REQUIRED WORK => Please repeat these lines, starting at the first line of the records and stopping after the line that contains "21 29 L 11 33", with both of those lines included. Leave the pictures out of your answer.

DATA LISTING =>
■ ■ ■ ■
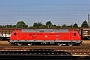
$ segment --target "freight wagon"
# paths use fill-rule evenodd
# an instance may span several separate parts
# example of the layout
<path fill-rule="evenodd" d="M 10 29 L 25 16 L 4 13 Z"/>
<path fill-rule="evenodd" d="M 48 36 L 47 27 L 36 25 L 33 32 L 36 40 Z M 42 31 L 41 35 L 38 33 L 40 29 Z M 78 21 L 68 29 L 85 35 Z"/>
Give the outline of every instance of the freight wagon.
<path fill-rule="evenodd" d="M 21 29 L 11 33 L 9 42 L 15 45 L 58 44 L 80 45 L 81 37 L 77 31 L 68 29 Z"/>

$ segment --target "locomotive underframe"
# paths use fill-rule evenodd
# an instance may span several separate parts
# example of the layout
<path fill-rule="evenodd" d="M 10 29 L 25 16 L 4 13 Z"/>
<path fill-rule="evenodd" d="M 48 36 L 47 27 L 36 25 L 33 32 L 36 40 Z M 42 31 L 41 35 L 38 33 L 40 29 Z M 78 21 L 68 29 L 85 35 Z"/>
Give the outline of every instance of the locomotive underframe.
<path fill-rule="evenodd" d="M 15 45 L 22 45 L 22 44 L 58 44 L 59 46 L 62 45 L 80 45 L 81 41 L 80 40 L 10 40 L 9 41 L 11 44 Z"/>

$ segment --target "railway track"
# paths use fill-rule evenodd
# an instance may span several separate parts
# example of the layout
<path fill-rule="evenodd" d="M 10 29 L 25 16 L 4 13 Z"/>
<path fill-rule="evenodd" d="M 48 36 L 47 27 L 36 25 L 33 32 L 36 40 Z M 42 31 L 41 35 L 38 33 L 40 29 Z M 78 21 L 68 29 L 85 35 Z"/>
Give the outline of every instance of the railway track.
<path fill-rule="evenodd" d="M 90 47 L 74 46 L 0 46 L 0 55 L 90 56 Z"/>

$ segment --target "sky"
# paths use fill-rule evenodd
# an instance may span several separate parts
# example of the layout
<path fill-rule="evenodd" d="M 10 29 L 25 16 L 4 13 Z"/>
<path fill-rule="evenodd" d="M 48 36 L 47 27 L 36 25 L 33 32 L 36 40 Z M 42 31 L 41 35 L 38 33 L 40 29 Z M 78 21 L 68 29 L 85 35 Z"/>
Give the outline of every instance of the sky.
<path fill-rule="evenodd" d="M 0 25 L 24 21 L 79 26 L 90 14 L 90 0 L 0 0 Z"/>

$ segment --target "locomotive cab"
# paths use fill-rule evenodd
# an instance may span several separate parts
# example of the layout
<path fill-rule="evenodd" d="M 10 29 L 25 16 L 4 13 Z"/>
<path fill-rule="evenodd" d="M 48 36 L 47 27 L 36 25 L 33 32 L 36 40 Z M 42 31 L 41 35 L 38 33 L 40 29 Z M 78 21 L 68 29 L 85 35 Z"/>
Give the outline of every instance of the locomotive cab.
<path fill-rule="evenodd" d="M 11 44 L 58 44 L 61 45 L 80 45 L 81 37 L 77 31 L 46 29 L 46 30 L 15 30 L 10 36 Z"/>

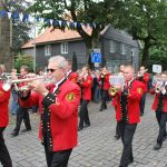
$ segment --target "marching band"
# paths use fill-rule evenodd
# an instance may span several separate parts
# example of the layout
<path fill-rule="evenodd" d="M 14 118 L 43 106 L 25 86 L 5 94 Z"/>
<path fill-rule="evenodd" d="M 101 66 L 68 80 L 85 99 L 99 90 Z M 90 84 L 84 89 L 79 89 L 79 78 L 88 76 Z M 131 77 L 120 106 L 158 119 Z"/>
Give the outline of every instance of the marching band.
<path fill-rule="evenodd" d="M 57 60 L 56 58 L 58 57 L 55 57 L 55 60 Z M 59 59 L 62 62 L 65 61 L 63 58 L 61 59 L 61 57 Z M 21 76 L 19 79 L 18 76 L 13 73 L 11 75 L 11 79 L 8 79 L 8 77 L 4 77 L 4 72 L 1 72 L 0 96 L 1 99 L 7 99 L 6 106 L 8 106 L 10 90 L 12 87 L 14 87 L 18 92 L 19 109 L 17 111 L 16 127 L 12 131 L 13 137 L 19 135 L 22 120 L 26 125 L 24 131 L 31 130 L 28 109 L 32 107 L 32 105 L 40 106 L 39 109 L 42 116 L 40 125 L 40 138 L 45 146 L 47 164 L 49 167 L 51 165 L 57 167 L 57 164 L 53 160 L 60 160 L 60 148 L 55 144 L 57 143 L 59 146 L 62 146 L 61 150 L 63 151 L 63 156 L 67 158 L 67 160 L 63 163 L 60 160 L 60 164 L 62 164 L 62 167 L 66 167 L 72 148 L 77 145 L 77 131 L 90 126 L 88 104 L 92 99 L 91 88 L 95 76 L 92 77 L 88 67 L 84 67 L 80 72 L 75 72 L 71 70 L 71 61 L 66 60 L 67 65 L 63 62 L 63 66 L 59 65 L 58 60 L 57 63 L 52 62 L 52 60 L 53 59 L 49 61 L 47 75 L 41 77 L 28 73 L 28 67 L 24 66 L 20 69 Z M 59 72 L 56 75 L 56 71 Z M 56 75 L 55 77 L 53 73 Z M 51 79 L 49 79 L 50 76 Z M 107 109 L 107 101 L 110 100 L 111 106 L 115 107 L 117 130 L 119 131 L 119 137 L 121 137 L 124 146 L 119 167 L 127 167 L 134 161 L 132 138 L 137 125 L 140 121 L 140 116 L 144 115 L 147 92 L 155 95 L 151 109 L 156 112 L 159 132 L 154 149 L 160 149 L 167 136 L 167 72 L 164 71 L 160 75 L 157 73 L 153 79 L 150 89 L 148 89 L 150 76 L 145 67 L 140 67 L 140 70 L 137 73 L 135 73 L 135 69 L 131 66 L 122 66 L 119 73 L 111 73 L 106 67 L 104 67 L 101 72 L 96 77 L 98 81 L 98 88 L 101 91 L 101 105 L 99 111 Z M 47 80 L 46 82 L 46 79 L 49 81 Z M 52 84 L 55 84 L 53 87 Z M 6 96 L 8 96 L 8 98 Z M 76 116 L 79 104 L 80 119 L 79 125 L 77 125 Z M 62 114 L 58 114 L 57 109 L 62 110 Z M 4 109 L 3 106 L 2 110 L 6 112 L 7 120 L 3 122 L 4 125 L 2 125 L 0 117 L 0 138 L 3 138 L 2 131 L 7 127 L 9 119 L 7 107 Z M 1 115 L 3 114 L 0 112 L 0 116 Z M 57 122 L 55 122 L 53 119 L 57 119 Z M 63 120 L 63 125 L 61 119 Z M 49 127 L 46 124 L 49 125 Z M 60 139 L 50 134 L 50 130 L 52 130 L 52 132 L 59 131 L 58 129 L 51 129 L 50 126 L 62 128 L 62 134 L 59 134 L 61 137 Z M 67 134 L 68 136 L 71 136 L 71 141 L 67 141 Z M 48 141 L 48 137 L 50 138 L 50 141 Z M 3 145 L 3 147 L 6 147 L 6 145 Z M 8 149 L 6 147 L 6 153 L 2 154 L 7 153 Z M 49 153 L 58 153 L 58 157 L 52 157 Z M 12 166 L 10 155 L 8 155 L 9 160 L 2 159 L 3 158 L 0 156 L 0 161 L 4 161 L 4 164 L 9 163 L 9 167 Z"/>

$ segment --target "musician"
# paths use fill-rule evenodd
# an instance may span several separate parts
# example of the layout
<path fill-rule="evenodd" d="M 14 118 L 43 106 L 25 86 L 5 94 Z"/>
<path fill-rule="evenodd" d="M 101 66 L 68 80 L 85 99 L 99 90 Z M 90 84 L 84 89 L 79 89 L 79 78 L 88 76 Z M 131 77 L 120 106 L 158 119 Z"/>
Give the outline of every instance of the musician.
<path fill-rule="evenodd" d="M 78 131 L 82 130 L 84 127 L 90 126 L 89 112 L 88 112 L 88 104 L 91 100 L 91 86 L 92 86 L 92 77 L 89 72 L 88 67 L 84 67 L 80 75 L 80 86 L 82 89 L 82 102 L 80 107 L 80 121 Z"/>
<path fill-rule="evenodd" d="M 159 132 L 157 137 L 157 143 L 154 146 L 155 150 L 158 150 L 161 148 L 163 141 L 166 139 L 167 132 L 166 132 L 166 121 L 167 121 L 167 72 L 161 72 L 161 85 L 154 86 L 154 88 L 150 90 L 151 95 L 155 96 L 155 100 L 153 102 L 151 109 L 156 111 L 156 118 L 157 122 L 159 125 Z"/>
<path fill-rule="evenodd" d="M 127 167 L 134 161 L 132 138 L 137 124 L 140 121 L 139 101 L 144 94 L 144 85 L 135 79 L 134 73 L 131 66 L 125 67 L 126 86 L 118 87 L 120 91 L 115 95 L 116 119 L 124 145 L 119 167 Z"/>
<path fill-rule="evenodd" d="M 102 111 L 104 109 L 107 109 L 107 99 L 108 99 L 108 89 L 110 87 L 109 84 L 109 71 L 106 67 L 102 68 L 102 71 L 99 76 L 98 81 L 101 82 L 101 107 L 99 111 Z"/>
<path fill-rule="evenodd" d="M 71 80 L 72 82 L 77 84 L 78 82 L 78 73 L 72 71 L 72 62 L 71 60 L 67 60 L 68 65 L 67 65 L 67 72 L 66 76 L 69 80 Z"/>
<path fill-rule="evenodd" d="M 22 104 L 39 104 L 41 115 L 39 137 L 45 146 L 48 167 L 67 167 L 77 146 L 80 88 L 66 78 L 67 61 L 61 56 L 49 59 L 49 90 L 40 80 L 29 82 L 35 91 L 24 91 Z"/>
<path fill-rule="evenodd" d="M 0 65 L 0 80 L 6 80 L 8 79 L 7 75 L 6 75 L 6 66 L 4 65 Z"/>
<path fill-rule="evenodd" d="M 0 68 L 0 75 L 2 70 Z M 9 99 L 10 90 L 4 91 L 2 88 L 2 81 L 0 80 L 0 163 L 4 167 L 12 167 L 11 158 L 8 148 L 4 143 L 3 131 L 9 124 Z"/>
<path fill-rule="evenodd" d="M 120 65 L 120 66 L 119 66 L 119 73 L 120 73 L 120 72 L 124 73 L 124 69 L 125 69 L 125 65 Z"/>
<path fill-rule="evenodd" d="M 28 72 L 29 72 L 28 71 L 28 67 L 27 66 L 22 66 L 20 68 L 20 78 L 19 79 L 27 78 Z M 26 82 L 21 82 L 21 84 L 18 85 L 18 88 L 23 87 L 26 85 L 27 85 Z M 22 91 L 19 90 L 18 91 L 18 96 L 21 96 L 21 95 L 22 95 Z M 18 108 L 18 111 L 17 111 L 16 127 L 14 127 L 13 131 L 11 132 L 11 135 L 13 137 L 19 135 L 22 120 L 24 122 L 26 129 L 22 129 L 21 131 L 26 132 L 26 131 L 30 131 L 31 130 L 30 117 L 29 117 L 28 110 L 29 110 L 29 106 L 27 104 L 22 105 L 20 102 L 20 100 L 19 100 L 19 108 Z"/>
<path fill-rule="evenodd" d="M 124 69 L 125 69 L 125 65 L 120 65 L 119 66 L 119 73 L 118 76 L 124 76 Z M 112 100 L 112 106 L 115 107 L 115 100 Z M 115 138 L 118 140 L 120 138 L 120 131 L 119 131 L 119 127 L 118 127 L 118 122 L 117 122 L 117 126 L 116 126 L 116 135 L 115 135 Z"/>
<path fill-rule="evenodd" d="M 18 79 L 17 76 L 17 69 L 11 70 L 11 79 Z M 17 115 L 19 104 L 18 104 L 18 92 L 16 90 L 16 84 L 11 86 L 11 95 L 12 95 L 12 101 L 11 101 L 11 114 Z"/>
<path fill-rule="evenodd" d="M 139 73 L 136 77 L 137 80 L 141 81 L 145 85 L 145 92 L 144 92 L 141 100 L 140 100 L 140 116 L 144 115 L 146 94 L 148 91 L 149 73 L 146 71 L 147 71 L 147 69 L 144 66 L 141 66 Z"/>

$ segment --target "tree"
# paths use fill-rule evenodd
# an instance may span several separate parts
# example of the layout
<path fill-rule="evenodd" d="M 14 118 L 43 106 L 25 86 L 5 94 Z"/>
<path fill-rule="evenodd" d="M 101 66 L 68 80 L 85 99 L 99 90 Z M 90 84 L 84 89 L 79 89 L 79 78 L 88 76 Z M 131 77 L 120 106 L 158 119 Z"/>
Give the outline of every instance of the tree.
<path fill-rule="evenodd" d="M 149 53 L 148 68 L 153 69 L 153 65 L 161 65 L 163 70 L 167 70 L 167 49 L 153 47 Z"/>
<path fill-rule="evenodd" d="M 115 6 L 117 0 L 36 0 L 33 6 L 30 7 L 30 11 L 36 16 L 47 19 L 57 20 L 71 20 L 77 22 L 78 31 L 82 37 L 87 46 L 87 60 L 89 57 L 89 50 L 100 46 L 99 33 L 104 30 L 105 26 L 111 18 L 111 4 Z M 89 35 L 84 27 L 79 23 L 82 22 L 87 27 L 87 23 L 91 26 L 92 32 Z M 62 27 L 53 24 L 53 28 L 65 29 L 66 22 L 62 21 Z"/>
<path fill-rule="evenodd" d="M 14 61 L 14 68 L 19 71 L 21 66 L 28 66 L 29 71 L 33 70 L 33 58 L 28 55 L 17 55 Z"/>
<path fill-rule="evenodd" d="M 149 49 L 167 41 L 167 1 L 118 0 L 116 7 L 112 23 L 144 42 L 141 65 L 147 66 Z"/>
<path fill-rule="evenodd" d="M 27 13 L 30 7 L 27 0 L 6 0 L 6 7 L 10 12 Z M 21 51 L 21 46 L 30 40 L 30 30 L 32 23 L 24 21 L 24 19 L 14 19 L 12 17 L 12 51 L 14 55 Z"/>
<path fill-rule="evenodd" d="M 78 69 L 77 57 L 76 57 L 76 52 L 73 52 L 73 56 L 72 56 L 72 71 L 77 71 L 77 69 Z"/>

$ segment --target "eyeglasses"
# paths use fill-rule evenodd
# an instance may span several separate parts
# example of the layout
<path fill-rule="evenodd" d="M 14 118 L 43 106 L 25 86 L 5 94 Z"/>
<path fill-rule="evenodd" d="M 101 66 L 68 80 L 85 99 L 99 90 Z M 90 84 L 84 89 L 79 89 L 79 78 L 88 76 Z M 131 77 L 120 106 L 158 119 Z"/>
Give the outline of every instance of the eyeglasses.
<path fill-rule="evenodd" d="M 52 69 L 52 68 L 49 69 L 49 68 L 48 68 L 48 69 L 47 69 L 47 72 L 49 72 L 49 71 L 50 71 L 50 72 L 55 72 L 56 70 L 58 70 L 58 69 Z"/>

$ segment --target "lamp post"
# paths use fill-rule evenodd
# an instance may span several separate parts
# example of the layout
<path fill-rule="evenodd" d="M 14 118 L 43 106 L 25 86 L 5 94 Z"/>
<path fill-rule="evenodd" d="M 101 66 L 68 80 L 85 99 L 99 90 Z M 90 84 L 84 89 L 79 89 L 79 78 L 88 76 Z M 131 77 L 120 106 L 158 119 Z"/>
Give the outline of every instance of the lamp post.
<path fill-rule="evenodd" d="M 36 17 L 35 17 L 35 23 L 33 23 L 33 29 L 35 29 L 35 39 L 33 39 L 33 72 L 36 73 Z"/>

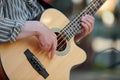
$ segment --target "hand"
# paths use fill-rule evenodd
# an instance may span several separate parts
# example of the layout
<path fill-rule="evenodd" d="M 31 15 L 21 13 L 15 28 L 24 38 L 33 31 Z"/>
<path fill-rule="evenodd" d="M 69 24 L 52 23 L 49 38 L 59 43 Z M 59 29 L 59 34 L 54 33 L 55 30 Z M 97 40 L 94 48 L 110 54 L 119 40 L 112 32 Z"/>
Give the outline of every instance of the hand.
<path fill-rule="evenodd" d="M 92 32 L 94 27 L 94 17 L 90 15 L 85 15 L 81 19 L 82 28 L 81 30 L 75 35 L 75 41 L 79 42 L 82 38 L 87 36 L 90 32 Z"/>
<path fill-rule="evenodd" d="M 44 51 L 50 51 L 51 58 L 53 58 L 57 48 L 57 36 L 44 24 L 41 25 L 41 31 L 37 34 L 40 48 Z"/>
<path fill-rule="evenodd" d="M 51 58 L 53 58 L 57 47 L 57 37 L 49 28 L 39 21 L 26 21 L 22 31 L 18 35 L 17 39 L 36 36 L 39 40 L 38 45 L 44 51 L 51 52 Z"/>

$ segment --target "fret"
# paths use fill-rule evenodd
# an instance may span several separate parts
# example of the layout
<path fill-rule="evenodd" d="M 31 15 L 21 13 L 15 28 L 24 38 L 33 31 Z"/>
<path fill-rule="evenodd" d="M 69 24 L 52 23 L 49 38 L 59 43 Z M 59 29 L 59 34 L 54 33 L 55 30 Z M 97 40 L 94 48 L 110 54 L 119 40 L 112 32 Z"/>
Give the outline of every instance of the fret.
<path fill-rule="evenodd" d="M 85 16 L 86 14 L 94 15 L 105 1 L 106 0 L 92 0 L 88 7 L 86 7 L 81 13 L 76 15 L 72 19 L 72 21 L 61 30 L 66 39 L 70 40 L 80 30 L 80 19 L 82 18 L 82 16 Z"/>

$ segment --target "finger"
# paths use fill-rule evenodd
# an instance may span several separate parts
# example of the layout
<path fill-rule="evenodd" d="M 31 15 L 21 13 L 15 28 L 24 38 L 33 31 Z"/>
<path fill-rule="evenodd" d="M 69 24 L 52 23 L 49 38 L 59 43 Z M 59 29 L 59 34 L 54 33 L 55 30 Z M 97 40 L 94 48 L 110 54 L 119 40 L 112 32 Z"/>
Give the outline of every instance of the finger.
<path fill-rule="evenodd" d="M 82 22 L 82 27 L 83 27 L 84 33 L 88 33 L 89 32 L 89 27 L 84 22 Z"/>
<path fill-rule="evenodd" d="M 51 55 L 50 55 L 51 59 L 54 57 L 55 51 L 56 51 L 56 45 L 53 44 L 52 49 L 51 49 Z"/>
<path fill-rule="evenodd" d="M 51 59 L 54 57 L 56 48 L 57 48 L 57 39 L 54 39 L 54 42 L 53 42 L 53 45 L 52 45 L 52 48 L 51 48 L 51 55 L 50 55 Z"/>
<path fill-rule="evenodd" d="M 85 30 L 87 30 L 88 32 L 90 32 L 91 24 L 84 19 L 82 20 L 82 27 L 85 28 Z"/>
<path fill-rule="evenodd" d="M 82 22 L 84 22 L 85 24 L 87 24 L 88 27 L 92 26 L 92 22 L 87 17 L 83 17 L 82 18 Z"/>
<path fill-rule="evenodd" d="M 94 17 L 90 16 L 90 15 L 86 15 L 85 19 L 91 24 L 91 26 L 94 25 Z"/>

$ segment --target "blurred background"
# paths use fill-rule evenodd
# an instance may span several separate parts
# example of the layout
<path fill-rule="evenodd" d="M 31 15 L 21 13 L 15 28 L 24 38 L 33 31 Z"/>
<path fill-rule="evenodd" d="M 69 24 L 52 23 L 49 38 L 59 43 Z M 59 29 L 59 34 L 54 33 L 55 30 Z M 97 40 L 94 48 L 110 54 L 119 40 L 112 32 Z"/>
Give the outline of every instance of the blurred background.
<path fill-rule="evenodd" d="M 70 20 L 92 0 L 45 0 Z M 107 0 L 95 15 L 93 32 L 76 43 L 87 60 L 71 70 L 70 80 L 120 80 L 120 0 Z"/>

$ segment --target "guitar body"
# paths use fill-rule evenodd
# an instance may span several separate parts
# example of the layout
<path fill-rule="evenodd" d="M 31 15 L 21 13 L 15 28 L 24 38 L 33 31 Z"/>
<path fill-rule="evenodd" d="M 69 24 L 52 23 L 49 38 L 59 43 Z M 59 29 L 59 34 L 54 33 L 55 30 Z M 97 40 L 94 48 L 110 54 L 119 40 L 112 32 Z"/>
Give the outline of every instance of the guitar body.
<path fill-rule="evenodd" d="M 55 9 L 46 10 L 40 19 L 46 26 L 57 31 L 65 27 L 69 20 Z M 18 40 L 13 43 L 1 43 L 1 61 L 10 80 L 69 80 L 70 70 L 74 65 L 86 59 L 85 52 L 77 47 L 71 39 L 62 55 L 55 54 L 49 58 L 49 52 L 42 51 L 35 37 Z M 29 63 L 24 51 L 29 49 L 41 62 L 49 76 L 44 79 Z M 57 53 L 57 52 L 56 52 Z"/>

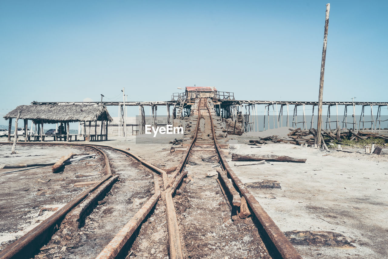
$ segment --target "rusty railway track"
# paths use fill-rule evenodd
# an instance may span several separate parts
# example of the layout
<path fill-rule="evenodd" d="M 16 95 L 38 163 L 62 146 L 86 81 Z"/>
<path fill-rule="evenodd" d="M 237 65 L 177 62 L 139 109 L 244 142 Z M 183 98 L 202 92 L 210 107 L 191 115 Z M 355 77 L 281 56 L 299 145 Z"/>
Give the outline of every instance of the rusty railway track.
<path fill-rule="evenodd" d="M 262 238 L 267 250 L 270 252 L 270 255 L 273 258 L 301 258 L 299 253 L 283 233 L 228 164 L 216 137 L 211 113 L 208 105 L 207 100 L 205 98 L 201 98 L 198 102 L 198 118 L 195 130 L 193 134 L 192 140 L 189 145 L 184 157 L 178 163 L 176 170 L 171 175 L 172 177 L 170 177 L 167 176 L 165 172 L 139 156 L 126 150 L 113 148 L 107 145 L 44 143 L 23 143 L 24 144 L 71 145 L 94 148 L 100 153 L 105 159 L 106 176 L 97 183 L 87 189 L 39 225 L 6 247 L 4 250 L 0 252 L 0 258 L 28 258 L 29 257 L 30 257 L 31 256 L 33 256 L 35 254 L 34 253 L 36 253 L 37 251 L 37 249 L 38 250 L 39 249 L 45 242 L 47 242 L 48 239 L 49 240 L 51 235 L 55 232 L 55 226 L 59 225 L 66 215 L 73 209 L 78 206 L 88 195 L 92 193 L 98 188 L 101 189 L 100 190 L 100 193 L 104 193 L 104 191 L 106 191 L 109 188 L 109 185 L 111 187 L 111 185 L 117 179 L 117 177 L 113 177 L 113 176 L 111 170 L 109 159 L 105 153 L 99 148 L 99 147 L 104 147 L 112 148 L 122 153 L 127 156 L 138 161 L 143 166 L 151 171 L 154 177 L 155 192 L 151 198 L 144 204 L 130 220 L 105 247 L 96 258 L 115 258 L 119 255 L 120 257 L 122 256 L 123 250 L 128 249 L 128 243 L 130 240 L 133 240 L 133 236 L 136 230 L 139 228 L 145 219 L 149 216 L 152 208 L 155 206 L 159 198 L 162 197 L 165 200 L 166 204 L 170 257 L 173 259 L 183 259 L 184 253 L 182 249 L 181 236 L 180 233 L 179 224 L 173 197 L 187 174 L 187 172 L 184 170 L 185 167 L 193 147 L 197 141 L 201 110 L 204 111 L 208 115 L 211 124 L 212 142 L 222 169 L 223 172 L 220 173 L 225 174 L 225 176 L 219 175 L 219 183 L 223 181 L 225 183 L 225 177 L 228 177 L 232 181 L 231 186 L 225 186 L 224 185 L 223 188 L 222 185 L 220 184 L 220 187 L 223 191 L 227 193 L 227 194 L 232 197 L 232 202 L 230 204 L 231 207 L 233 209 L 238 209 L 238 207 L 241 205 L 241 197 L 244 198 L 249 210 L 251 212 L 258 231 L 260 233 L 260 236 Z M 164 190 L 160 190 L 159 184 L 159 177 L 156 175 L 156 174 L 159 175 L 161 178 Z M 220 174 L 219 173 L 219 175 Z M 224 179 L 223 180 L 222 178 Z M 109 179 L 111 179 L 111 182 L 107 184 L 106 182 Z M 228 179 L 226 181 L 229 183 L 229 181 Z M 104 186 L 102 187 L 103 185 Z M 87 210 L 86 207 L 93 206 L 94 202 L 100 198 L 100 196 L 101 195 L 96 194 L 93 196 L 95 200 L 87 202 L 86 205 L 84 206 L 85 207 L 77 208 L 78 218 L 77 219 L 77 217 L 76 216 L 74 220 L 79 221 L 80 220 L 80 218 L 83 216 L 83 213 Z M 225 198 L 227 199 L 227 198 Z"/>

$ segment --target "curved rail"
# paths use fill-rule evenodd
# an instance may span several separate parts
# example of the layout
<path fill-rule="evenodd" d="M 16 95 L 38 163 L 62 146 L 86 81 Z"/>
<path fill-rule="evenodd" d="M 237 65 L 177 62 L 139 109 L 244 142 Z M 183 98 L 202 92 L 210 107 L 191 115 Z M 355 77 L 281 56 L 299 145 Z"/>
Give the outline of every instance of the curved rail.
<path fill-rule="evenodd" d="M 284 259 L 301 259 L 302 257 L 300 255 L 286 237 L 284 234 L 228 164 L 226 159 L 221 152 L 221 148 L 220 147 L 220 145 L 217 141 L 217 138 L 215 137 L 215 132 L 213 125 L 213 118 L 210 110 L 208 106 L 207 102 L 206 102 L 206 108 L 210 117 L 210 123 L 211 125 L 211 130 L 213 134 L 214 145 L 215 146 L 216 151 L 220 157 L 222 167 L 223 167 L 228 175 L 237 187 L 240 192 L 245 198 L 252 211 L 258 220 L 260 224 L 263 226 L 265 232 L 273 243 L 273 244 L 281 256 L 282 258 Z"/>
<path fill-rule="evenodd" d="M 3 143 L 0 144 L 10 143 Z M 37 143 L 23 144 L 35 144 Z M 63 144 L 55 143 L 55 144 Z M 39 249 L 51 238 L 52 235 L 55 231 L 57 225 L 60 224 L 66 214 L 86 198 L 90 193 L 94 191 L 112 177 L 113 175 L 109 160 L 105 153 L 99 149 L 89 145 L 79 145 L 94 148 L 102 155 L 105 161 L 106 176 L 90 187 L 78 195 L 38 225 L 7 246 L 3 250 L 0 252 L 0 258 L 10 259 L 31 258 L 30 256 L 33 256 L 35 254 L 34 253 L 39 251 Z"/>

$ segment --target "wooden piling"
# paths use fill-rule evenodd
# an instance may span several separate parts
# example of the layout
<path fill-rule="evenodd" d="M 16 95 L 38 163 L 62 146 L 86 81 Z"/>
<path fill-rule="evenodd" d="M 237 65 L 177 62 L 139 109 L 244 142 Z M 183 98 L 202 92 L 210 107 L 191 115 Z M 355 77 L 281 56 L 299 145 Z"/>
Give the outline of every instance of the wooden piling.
■ ■ ■ ■
FINISHED ANSWER =>
$ segment --target "freight wagon"
# paths use fill-rule evenodd
# an instance may span several separate parts
# example of the layout
<path fill-rule="evenodd" d="M 10 29 L 25 16 L 4 13 Z"/>
<path fill-rule="evenodd" d="M 48 36 L 47 27 L 36 25 L 33 32 L 36 40 Z M 42 31 L 41 35 L 38 33 L 40 29 Z M 78 21 L 68 29 L 85 35 Z"/>
Give the outline of every instance of the freight wagon.
<path fill-rule="evenodd" d="M 21 29 L 11 33 L 9 42 L 15 45 L 58 44 L 80 45 L 81 37 L 77 31 L 68 29 Z"/>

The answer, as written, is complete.